[Collected data entries]
::::::::

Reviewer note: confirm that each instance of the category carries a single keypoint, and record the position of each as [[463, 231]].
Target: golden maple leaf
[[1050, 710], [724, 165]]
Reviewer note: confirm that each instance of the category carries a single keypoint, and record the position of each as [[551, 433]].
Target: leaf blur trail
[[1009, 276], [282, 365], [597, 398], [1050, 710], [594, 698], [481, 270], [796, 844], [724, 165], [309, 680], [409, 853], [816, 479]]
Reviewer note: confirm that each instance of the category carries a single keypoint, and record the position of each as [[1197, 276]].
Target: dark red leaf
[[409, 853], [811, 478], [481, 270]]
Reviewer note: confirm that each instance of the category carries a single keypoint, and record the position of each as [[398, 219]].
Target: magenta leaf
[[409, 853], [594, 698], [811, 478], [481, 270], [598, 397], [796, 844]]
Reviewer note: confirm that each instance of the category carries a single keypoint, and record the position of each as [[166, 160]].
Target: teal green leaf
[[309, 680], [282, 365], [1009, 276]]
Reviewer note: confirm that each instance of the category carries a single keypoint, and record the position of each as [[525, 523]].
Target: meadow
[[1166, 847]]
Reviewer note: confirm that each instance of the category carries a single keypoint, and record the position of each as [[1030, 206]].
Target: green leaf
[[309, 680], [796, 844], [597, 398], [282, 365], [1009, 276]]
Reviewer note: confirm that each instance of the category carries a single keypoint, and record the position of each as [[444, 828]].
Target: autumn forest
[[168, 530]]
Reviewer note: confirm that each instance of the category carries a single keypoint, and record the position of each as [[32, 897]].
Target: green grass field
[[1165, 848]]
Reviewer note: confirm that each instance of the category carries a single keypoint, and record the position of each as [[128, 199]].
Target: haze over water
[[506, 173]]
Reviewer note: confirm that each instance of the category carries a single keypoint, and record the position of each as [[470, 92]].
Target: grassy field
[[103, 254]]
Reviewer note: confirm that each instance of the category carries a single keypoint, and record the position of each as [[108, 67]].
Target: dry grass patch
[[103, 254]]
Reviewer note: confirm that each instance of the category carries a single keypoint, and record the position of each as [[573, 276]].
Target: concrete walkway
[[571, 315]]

::::::::

Problem :: Give the data again, exactly as it appears above.

Result of the exercise ::
Reviewer note: confirm that each instance of the category carries a single keypoint, and record the position of each as [[463, 231]].
Target: golden maple leaf
[[1050, 710], [724, 165]]
Reviewer note: confirm that each instance of the category carries a single keypoint, and record the position of each as [[551, 433]].
Target: leaf blur trail
[[1009, 276], [282, 365], [597, 398], [1050, 710], [594, 698], [481, 270], [796, 844], [724, 165], [309, 680], [409, 853], [816, 479]]
Reviewer note: confirm that each instance of the category carries a single keypoint, and record the position of each as [[1197, 276]].
Target: dark red leaf
[[409, 853], [811, 478], [481, 270]]
Reviewer note: confirm that each instance of the category carries a single keypoint, and record the position of each as [[398, 219]].
Target: magenta leaf
[[409, 853], [594, 698], [811, 478], [481, 270], [598, 397], [796, 844]]
Reviewer note: confirm that each instance of the category carries a single keypoint, and record the position of each as [[166, 160]].
Target: teal green leaf
[[309, 680], [282, 365], [1009, 276]]
Reviewer note: confirm that each instance of the category carries a single keypoint, and record the position of each as [[525, 523]].
Target: meadow
[[1166, 847]]
Reviewer note: confirm that each instance of the category carries a single keypoint, and record the position of each as [[1030, 206]].
Target: green leaf
[[309, 680], [796, 844], [597, 398], [282, 365], [1009, 276]]
Reviewer note: confirm that each instance of the category carries a single keypoint, and record the position of each as [[444, 828]].
Target: autumn forest
[[168, 530]]
Reviewer note: confirm that each instance of the category carries a single keypoint, and record the position of each as [[32, 897]].
Target: green grass field
[[1165, 848]]
Reviewer note: confirm that each instance of the category carries a single keypoint, and record the position of each as [[128, 199]].
Target: haze over water
[[506, 173]]
Reviewer note: confirm that each instance of the category carries a single keypoint, and record the position of each as [[470, 92]].
Target: grassy field
[[103, 254]]
Reviewer note: confirm that each instance of the category carries a single keypoint, and record the position of each as [[108, 67]].
Target: dry grass patch
[[103, 254]]
Reviewer note: confirm that each instance of the category carries a single keypoint, and record the position of each as [[573, 276]].
Target: concrete walkway
[[571, 315]]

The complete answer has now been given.